Go line by line through the entries below and count those containing the string "shirt"; give only the count.
- Opening Delimiter -
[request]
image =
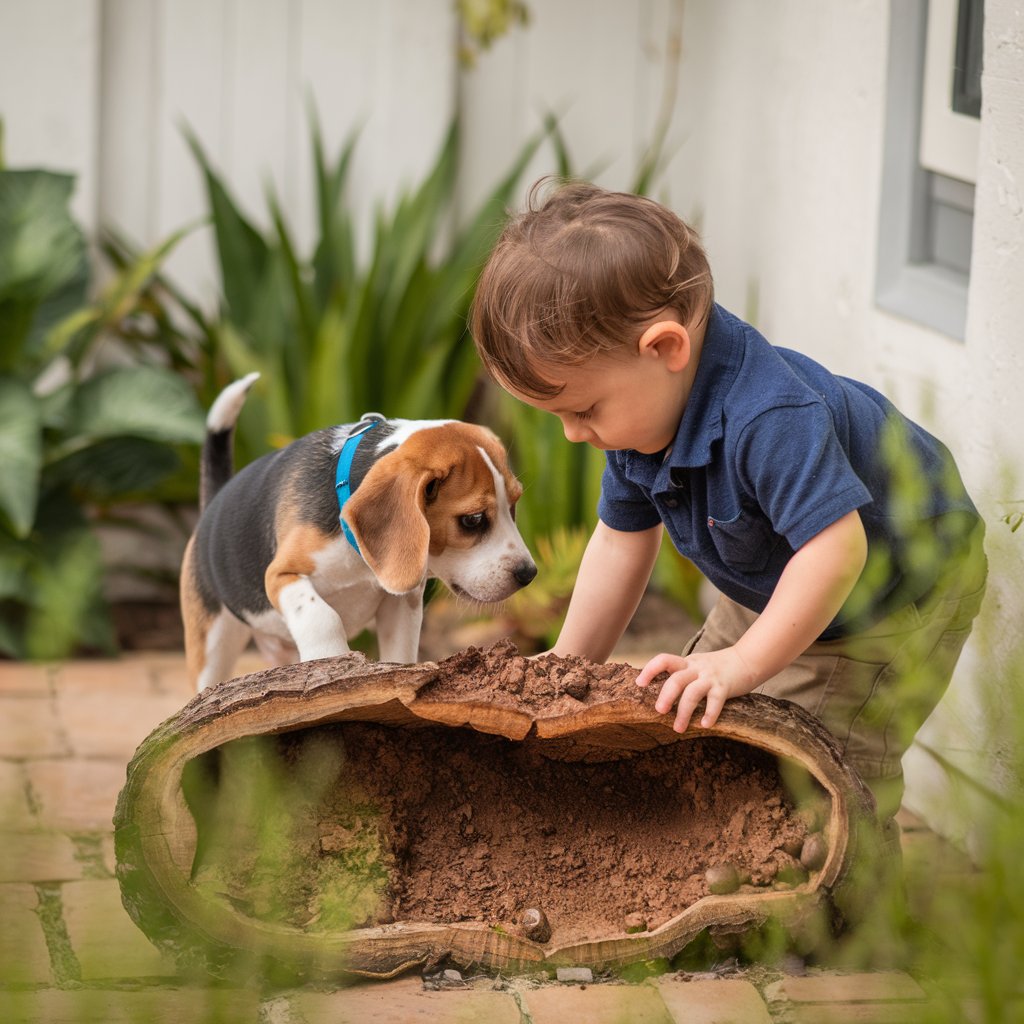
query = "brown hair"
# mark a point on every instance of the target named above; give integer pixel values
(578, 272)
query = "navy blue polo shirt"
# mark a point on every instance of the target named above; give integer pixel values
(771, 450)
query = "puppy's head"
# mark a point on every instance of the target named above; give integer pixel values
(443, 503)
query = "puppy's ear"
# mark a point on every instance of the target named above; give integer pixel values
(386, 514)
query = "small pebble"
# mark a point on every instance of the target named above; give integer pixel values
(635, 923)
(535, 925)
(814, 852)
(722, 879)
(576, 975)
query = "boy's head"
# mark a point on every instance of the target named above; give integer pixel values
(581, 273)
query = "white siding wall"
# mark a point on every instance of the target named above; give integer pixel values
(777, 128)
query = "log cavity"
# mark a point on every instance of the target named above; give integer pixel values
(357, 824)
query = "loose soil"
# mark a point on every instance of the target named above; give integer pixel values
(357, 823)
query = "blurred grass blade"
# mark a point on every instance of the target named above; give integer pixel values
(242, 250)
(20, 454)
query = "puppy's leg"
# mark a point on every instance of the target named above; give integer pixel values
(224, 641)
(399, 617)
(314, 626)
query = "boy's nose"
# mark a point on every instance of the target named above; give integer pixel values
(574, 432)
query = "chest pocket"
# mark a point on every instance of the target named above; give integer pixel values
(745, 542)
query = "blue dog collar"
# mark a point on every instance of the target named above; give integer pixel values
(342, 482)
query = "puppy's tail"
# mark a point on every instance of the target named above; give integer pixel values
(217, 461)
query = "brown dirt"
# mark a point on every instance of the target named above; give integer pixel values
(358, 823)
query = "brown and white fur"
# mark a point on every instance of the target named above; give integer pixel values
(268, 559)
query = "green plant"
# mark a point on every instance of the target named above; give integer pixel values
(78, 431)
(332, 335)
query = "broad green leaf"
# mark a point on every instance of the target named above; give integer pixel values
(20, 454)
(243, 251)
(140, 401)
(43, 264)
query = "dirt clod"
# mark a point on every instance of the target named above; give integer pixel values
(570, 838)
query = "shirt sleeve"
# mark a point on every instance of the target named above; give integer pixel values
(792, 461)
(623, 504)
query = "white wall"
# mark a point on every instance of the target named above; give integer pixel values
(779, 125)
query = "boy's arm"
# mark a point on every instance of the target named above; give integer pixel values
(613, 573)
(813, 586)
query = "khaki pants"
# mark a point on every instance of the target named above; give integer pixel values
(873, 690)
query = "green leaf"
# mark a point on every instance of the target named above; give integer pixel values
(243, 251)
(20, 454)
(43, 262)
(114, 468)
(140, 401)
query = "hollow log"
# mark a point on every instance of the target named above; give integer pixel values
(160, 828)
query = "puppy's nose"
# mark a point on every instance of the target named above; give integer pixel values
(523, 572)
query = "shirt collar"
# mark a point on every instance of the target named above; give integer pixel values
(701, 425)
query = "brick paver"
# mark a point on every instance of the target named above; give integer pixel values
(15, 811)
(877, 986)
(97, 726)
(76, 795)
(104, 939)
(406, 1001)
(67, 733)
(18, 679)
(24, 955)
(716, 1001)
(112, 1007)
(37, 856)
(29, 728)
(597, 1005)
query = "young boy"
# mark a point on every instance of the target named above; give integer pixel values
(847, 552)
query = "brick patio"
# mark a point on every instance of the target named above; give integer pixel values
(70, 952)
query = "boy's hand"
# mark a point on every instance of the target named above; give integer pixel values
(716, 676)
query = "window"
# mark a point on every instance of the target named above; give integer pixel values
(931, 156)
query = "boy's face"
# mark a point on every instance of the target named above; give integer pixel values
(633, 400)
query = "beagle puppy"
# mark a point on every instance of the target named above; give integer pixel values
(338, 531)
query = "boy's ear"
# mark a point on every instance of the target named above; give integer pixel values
- Closing Delimiter -
■ **Answer section**:
3